→ **Prompt**
Using the episode summary, explain why Ross ends up sleeping with Chloe.

→ **Extract**

+===+

"The One with the Morning After" is the sixteenth episode of the third season of the American television situation comedy Friends and 64th overall, which aired on NBC on February 20, 1997. The plot, which is darker than most Friends episodes, centers on Ross (David Schwimmer) dealing with the repercussions of sleeping with another woman hours after he and Rachel (Jennifer Aniston) had broken up.

The episode was written by the show's creators, David Crane and Marta Kauffman, directed by James Burrows, and guest-stars James Michael Tyler as Gunther, and Angela Featherstone as Chloe, the girl from the Xerox shop 
whom Ross ends up sleeping with after looking for comfort when he and Rachel made the decision to take a break from their relationship in the previous episode.

+===+

→ **Records**
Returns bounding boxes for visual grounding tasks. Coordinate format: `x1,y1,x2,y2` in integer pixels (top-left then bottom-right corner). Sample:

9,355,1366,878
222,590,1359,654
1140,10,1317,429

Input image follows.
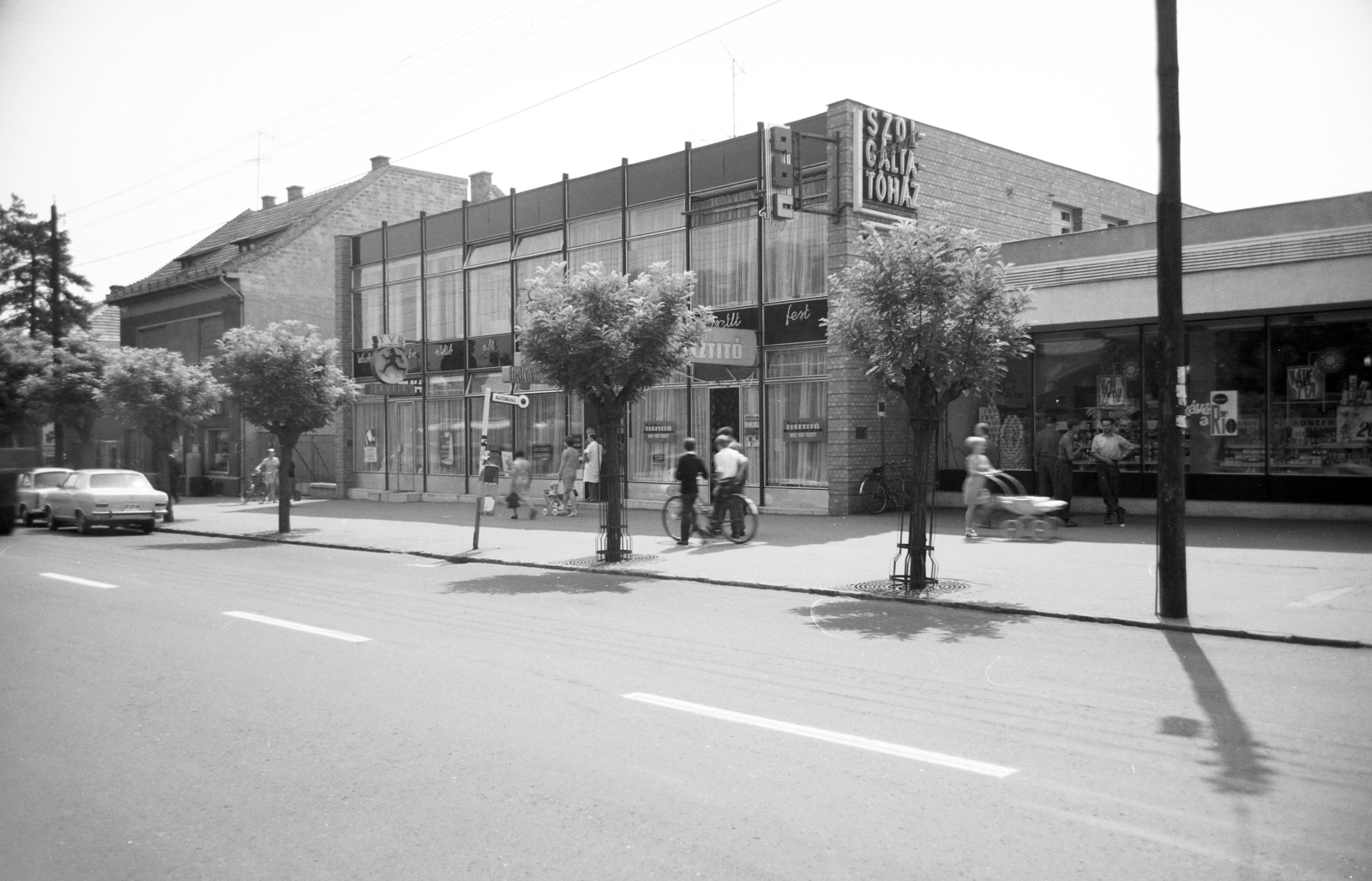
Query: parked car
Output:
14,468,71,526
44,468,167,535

+===+

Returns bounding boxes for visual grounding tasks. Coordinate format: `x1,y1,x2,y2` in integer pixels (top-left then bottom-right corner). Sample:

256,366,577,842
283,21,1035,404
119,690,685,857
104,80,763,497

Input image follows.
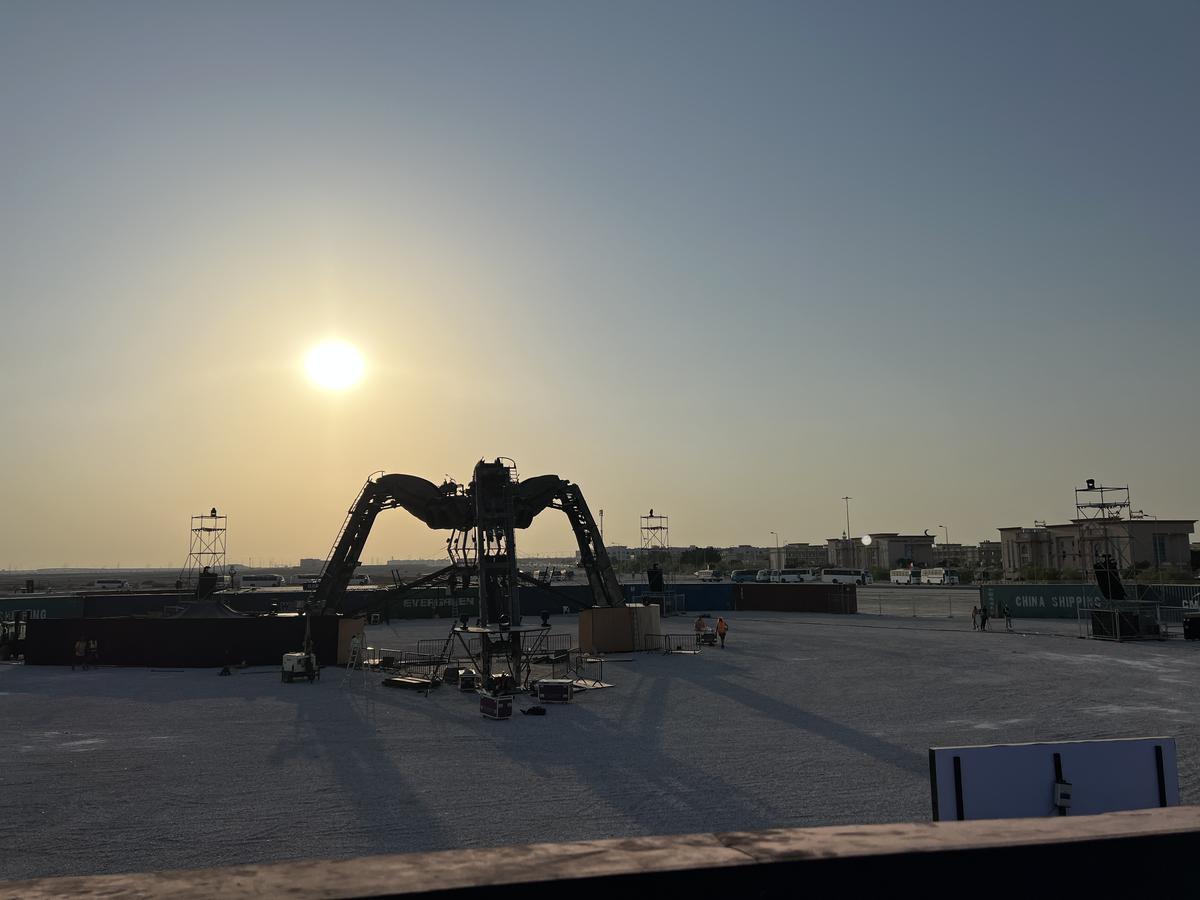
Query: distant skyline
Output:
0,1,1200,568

+===+

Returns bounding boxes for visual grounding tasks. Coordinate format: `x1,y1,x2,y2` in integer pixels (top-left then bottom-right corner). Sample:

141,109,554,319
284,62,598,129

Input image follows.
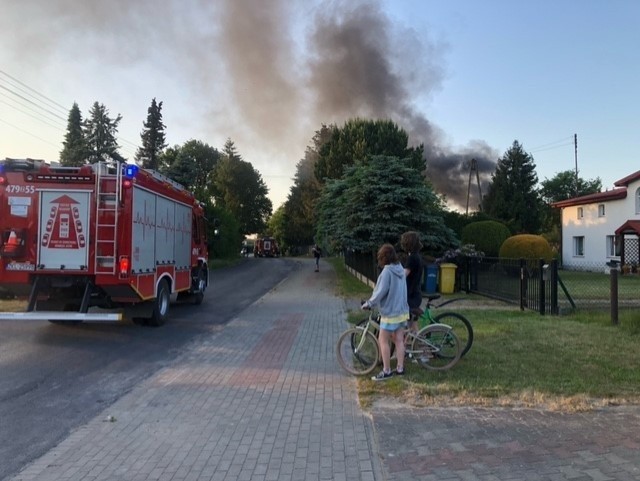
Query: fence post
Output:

+===+

→ **Answer to this exercise**
Ross sleeps with Chloe, the girl from the Xerox shop, because he was looking for comfort after he and Rachel decided to take a break from their relationship in the previous episode.